Find the line containing "TARGET: bush". Return it and every line after it, unchanged, up to and including the last line.
____________
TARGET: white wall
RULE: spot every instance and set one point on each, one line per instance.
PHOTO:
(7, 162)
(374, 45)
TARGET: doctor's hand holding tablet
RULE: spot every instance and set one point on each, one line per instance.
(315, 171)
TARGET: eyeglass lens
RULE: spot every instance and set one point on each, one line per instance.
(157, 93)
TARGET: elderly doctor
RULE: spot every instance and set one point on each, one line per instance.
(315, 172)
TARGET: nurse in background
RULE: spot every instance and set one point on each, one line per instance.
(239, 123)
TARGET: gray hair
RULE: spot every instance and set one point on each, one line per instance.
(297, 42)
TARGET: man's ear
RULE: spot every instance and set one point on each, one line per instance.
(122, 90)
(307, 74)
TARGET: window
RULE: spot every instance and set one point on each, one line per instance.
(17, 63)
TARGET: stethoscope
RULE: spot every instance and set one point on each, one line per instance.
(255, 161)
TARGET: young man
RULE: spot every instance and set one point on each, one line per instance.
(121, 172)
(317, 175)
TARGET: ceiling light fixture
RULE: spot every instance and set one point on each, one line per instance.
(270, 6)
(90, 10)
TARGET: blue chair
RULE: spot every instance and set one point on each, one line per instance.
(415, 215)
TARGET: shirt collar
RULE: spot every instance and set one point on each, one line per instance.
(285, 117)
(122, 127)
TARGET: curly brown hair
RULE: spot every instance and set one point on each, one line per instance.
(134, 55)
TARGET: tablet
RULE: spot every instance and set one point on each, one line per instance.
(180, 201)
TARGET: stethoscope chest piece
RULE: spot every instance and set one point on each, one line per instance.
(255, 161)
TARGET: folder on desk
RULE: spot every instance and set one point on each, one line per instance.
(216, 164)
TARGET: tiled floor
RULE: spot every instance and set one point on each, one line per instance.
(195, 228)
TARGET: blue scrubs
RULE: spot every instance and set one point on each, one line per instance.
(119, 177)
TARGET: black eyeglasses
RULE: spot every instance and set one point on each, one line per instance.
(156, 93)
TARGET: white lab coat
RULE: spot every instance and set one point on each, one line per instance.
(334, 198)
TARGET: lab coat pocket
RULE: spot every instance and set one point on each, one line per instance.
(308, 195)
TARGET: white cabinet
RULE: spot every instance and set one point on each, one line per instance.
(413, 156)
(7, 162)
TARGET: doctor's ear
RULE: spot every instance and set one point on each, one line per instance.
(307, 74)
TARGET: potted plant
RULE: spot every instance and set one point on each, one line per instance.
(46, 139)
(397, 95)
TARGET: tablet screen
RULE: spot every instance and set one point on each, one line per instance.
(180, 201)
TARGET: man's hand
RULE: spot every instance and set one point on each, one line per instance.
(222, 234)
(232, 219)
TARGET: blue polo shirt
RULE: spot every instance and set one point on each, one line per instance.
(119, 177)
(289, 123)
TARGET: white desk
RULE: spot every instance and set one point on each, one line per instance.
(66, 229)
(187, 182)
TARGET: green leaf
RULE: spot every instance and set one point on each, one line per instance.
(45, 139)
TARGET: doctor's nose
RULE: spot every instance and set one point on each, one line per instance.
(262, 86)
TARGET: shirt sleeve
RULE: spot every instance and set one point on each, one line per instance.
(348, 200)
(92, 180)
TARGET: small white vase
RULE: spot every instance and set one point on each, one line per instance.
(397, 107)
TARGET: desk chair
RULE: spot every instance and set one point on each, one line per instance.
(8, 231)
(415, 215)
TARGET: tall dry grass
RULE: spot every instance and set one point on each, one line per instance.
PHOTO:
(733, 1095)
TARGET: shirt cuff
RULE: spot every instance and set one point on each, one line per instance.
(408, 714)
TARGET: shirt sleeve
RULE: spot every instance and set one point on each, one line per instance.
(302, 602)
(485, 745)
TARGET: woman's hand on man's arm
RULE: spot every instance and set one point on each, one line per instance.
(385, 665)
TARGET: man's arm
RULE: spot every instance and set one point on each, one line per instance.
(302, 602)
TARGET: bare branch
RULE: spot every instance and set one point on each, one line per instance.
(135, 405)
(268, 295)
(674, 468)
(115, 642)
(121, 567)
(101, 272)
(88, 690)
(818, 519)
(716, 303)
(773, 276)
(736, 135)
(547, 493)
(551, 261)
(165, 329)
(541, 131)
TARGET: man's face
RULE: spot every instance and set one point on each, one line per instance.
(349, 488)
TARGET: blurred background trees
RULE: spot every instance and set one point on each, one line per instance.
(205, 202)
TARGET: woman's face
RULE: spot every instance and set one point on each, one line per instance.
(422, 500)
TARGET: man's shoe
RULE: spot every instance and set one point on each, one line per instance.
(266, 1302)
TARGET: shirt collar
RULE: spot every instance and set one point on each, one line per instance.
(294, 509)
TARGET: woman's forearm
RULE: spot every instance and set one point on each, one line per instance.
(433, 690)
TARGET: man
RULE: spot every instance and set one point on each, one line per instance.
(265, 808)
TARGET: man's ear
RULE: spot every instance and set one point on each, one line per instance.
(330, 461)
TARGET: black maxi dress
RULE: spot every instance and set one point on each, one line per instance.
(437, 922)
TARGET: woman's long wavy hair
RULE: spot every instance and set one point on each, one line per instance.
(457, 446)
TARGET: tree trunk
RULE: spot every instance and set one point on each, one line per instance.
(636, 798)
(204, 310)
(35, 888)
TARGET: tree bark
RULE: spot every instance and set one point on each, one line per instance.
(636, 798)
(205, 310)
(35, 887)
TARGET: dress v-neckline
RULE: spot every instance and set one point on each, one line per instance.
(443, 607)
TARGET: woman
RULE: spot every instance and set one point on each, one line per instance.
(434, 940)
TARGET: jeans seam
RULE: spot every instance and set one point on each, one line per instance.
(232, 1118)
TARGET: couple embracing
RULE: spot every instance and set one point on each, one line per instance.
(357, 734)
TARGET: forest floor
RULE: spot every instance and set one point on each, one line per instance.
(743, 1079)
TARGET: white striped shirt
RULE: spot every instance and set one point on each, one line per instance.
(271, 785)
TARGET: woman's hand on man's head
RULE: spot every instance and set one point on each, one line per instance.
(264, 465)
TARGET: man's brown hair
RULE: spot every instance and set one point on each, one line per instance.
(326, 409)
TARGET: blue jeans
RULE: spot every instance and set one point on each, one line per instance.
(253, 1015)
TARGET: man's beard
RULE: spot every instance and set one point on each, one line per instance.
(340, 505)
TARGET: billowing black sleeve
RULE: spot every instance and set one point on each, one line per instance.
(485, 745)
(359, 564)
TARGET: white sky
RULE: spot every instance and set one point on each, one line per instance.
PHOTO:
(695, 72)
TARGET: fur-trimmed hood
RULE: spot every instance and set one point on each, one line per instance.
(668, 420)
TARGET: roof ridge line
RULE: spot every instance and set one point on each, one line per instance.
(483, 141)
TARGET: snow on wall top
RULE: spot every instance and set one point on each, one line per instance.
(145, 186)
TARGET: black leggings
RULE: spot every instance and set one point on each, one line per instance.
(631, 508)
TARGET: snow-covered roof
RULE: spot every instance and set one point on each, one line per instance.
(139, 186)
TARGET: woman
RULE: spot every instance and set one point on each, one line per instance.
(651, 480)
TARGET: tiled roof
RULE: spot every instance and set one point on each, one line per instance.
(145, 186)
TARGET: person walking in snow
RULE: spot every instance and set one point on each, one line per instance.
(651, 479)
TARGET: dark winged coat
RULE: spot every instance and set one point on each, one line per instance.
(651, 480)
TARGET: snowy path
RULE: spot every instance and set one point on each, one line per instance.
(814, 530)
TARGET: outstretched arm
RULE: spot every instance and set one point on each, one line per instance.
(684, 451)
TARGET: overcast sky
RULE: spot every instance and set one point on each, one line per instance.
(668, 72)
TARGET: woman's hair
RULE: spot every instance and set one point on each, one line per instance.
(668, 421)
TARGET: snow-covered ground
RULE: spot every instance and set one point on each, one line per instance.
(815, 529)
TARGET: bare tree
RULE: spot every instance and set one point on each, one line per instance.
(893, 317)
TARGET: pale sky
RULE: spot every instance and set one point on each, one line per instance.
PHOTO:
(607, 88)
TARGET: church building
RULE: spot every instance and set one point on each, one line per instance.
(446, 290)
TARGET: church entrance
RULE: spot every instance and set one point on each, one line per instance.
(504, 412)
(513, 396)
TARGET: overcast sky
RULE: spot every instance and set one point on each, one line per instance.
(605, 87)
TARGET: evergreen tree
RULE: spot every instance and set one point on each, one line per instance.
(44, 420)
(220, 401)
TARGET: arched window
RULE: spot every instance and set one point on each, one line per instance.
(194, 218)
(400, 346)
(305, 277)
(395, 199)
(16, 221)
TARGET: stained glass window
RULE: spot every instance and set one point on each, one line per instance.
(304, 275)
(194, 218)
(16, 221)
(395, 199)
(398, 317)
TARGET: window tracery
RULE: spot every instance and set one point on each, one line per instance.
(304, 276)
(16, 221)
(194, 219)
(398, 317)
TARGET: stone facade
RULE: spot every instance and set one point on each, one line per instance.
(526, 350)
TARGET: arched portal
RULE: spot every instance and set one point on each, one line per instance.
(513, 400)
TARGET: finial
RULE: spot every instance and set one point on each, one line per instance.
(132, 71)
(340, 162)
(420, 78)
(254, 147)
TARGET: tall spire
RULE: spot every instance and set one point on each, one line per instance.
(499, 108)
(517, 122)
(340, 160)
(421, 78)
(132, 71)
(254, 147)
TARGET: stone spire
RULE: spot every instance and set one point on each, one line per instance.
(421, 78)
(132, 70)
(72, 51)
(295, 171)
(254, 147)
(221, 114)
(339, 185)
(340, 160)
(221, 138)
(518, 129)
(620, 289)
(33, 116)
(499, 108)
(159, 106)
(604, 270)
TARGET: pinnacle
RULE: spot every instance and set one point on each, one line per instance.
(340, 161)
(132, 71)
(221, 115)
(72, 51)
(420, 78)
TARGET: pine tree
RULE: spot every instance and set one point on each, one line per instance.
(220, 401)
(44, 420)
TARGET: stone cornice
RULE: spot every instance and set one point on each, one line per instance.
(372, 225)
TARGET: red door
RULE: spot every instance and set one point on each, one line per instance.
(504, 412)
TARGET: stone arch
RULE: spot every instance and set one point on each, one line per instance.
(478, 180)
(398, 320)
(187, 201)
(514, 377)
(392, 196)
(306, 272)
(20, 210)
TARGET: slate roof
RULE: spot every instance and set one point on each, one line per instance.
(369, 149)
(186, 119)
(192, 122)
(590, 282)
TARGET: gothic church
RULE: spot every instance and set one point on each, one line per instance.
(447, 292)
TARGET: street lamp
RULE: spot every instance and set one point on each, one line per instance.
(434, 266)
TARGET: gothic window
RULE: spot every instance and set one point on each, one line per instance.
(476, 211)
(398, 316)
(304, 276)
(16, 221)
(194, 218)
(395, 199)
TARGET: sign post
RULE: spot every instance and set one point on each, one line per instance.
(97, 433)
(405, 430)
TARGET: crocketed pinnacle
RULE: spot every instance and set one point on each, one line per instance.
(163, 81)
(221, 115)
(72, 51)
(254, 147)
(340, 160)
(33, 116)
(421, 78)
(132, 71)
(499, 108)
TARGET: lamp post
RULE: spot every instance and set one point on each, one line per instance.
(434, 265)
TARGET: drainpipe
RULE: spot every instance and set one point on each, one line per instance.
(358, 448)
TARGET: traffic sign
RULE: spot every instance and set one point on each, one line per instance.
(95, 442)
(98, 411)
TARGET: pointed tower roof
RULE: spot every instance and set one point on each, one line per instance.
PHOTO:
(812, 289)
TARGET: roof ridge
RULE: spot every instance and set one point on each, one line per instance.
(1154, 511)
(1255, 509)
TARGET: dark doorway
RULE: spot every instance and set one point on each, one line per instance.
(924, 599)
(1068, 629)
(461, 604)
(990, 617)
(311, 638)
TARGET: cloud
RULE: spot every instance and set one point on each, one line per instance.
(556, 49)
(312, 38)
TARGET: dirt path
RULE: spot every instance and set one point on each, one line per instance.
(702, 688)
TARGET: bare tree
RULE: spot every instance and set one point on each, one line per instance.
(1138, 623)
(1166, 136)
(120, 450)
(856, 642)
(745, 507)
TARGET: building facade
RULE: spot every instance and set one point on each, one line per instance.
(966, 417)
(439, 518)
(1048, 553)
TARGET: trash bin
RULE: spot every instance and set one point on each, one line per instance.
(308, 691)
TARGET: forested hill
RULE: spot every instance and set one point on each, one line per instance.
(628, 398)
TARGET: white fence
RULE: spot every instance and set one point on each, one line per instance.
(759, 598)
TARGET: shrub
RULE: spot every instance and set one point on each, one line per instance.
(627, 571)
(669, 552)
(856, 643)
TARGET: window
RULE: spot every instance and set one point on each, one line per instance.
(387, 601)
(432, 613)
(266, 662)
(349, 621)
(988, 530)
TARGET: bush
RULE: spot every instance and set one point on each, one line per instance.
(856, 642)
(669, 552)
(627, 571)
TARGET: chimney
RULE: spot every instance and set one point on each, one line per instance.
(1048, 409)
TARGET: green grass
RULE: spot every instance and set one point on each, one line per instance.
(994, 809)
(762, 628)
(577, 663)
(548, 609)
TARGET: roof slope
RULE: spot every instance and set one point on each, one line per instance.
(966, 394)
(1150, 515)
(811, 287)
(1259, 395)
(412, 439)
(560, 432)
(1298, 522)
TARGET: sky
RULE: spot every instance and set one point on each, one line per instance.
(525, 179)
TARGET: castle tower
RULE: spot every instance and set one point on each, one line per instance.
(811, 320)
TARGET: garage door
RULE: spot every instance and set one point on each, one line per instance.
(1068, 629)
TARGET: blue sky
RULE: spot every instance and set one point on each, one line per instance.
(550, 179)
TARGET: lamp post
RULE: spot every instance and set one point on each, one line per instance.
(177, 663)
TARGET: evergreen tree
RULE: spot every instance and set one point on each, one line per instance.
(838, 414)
____________
» Answer for the task
TARGET: bush
RULE: spot every instance and set one point on each, one line per instance.
(856, 642)
(669, 552)
(627, 571)
TARGET: chimney
RULE: spot every instance and set one point on each, one line per instance.
(1048, 409)
TARGET: green grass
RULE: spot every instance and set one point on each, one line per instance.
(994, 809)
(762, 628)
(577, 663)
(548, 609)
TARGET: roof slope
RULE: spot every instance and set one point on each, one line per instance.
(966, 394)
(1150, 515)
(811, 287)
(1259, 395)
(412, 439)
(560, 432)
(1298, 522)
TARGET: sky
RULE: spot every instance and set one point on each, one line per instance.
(525, 179)
TARGET: castle tower
RULE: spot every instance and set one point on each, one line per instance.
(811, 320)
TARGET: garage door
RULE: spot every instance and set one point on each, one line per instance.
(1068, 629)
TARGET: blue sky
RULE: spot every instance and set one point on each, one line per instance.
(550, 179)
TARGET: lamp post
RULE: spot every instance and set one point on each, one line per instance.
(177, 663)
TARGET: evergreen tree
RULE: spot every instance and set one point on each, one line per instance.
(838, 414)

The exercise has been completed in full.